- _The request_:
Return verbatim the lines of the rows below, starting at the line that contains "the pine tree" and continuing through the last line of the rows.

- _Excerpts of location labeling data_:
###
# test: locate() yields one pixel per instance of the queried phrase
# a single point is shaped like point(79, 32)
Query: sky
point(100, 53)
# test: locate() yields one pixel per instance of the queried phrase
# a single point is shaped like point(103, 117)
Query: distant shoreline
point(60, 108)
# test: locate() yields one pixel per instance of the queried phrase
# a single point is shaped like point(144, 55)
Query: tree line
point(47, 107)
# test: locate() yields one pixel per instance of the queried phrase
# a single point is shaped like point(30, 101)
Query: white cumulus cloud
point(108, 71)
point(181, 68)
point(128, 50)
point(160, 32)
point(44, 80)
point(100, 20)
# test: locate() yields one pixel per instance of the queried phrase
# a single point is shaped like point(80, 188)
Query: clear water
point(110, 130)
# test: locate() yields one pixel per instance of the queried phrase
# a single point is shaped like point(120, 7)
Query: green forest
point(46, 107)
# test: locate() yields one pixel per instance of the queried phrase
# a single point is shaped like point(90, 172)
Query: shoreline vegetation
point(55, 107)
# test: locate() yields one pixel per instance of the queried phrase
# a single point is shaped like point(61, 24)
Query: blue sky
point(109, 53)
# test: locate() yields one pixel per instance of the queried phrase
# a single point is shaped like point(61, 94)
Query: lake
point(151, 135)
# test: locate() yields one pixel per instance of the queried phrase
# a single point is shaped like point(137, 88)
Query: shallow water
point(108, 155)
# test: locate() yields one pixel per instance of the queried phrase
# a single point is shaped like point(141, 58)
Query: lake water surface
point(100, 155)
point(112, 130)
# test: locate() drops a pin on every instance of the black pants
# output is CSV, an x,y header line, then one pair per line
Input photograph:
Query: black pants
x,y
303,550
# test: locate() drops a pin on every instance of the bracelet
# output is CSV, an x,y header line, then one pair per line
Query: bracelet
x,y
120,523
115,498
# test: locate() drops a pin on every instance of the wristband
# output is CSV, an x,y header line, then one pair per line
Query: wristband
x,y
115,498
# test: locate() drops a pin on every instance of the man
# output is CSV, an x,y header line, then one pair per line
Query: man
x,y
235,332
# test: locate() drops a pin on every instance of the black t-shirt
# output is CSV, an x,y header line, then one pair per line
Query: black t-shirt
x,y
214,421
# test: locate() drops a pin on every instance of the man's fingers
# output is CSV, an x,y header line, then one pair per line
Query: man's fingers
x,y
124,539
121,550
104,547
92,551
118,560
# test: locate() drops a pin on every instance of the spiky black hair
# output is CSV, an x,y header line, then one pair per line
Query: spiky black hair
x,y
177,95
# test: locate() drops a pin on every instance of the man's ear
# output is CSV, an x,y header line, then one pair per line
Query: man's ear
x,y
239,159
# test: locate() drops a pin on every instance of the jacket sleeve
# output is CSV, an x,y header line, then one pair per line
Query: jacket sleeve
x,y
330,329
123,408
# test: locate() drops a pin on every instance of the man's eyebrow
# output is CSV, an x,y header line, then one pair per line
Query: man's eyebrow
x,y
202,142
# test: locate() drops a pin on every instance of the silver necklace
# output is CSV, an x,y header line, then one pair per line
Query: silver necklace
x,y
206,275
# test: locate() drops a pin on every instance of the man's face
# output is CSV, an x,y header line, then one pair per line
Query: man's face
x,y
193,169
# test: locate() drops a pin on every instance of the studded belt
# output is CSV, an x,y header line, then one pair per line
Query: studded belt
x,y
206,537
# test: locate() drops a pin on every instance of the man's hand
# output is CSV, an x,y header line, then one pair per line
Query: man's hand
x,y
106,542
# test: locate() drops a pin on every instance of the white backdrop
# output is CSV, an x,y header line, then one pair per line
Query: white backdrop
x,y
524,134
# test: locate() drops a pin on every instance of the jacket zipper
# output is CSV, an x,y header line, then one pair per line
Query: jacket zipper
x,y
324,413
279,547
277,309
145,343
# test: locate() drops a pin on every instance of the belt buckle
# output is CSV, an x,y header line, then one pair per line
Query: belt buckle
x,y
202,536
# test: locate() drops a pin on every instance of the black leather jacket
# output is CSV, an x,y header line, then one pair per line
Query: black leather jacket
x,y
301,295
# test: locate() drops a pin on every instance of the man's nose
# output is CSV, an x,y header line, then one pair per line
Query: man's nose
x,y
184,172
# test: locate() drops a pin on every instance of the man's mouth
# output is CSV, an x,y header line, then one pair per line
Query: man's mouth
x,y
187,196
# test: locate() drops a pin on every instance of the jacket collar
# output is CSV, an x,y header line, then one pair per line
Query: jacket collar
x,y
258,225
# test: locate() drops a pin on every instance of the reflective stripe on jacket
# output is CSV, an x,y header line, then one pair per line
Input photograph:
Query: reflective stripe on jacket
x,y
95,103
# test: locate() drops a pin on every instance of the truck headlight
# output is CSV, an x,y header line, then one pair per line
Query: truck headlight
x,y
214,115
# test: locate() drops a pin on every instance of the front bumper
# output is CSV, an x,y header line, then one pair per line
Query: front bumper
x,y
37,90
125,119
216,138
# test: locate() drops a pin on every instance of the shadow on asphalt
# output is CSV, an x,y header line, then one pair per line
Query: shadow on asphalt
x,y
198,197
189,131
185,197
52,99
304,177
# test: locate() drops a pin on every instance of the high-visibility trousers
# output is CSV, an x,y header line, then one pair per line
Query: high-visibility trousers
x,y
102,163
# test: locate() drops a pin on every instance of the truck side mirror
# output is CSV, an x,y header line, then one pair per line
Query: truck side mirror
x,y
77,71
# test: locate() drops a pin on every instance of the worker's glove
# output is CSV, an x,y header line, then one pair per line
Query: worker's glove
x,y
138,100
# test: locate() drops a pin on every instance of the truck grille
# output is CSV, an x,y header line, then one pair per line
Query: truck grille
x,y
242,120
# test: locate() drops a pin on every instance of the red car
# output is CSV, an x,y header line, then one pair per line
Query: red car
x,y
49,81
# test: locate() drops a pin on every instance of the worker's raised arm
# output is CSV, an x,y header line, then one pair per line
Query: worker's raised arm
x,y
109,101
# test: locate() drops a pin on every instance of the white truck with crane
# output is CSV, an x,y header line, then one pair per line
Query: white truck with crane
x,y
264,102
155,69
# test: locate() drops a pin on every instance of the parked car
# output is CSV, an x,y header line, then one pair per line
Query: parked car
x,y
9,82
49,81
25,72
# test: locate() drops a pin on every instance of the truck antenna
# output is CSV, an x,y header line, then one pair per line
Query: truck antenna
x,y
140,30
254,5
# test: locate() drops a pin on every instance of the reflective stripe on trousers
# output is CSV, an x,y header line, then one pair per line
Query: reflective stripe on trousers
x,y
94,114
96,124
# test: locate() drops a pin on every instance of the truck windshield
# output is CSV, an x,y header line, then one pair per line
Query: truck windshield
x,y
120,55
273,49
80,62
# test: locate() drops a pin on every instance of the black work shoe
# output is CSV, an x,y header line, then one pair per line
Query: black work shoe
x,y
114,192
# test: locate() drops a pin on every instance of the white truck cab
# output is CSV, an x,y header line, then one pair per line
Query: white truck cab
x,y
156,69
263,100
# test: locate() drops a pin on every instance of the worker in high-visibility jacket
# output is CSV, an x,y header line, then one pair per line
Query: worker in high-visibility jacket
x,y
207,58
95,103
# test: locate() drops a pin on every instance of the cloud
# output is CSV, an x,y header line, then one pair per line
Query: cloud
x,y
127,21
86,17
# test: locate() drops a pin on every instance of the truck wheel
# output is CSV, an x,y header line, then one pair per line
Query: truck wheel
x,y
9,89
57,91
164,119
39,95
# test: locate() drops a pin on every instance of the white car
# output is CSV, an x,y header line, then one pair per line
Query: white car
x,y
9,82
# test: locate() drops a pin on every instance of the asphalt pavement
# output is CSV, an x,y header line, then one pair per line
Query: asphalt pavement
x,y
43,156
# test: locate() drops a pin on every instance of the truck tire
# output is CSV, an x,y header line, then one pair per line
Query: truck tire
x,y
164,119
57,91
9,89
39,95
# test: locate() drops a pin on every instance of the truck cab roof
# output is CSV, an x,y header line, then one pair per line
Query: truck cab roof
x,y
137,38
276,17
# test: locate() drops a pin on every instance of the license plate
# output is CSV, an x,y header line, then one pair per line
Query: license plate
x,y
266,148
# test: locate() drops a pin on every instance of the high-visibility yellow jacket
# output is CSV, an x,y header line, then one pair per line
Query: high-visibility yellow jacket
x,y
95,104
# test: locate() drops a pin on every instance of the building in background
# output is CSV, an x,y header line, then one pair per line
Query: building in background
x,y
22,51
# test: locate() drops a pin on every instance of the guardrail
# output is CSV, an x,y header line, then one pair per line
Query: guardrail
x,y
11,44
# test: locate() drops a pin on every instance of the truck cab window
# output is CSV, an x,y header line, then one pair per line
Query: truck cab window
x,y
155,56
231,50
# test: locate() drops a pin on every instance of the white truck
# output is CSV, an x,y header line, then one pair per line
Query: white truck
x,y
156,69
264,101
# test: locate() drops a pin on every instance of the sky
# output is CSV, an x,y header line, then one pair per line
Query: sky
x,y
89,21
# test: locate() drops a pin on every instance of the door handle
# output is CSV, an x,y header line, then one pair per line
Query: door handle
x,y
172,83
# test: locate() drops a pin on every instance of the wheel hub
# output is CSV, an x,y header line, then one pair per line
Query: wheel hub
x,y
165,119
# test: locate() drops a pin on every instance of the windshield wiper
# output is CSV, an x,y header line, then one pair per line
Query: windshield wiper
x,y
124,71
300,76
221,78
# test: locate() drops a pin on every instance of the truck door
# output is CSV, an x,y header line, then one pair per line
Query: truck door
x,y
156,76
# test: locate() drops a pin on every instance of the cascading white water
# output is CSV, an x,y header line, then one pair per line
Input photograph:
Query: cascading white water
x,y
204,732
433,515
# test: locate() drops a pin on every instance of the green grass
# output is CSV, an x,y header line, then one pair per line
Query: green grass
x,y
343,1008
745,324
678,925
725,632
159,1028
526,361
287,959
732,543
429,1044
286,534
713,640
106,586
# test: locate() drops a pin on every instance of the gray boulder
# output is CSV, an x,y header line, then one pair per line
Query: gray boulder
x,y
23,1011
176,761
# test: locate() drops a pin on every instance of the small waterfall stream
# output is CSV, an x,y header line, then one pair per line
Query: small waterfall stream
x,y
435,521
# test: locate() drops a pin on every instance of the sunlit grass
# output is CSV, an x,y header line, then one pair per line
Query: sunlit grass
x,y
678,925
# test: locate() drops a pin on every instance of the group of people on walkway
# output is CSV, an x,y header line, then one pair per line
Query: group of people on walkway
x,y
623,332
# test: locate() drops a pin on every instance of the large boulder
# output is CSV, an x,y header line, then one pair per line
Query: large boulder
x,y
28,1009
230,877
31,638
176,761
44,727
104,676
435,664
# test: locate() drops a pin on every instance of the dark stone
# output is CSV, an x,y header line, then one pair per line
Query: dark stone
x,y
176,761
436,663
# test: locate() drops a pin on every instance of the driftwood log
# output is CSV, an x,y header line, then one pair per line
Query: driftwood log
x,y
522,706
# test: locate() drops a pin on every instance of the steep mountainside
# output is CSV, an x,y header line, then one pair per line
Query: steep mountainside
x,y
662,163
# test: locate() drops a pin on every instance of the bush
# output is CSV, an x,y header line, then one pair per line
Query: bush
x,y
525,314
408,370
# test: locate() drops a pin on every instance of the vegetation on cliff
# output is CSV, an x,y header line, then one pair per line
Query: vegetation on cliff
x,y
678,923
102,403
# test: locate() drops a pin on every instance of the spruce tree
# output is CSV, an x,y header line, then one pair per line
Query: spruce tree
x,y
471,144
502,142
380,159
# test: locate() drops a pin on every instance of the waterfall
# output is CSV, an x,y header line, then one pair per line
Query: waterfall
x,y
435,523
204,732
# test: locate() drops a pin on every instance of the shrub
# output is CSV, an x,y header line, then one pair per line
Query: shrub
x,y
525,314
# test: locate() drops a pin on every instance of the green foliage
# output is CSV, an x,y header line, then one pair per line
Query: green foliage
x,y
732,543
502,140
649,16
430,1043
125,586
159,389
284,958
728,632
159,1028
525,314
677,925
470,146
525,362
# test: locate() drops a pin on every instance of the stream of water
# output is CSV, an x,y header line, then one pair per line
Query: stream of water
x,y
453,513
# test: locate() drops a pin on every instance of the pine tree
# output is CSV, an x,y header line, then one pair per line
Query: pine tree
###
- _Full output_:
# test: locate() drops a pin on every instance of the pine tree
# output is CSV, an x,y header line, then one pair per line
Query: pine tree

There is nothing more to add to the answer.